§ **Goal of the exercise**:
Below are records; copy every line in them that holds the word "white".

Stored items
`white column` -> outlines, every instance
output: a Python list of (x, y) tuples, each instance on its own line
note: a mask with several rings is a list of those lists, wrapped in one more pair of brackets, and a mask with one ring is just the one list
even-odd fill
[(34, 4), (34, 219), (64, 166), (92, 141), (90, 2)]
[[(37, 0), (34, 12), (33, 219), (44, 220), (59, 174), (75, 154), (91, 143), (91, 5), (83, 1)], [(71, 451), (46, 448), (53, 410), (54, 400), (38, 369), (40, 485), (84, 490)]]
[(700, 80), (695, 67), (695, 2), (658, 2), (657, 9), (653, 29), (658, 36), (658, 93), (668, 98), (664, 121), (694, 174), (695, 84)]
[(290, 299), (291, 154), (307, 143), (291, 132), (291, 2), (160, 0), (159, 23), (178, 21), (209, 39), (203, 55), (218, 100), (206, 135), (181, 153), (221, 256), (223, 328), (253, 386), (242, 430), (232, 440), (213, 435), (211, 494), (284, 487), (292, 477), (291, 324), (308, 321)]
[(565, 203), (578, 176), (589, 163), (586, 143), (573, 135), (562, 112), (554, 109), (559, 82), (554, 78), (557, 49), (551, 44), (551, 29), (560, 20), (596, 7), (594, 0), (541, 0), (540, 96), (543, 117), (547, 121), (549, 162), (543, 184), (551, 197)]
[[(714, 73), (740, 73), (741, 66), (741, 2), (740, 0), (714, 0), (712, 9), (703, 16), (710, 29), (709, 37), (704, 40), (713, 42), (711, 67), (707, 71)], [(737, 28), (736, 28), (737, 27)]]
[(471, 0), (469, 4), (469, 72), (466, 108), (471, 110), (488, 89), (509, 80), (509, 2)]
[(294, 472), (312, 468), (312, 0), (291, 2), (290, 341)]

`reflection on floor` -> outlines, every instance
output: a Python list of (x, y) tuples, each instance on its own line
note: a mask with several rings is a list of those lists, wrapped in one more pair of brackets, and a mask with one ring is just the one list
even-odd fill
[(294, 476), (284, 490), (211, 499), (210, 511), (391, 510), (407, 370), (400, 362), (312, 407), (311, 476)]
* * *
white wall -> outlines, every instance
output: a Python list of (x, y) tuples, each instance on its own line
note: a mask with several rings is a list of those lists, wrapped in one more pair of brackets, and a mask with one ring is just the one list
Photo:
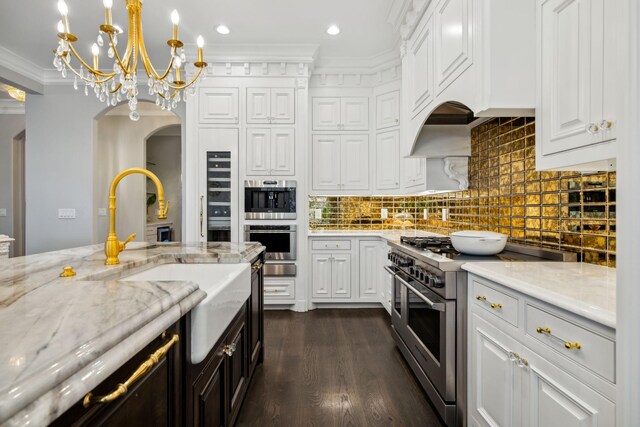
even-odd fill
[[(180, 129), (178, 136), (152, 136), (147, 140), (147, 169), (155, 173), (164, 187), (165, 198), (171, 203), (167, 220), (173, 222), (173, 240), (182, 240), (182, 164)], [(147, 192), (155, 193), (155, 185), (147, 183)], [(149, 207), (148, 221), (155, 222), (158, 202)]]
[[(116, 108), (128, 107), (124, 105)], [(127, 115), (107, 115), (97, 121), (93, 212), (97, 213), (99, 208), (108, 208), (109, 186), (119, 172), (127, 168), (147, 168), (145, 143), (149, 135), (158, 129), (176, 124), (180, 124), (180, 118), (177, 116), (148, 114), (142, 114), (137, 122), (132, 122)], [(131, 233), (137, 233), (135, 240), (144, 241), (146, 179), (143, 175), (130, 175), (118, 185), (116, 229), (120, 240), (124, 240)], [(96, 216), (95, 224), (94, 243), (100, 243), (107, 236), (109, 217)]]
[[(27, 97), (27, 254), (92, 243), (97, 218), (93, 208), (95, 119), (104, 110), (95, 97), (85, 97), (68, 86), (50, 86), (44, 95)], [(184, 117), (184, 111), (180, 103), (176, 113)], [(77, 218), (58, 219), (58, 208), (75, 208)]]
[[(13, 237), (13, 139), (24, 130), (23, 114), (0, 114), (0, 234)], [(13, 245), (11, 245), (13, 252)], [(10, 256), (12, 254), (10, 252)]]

§ **Written response**:
`white column` -> outlines, every instance
white wall -> outlines, every instance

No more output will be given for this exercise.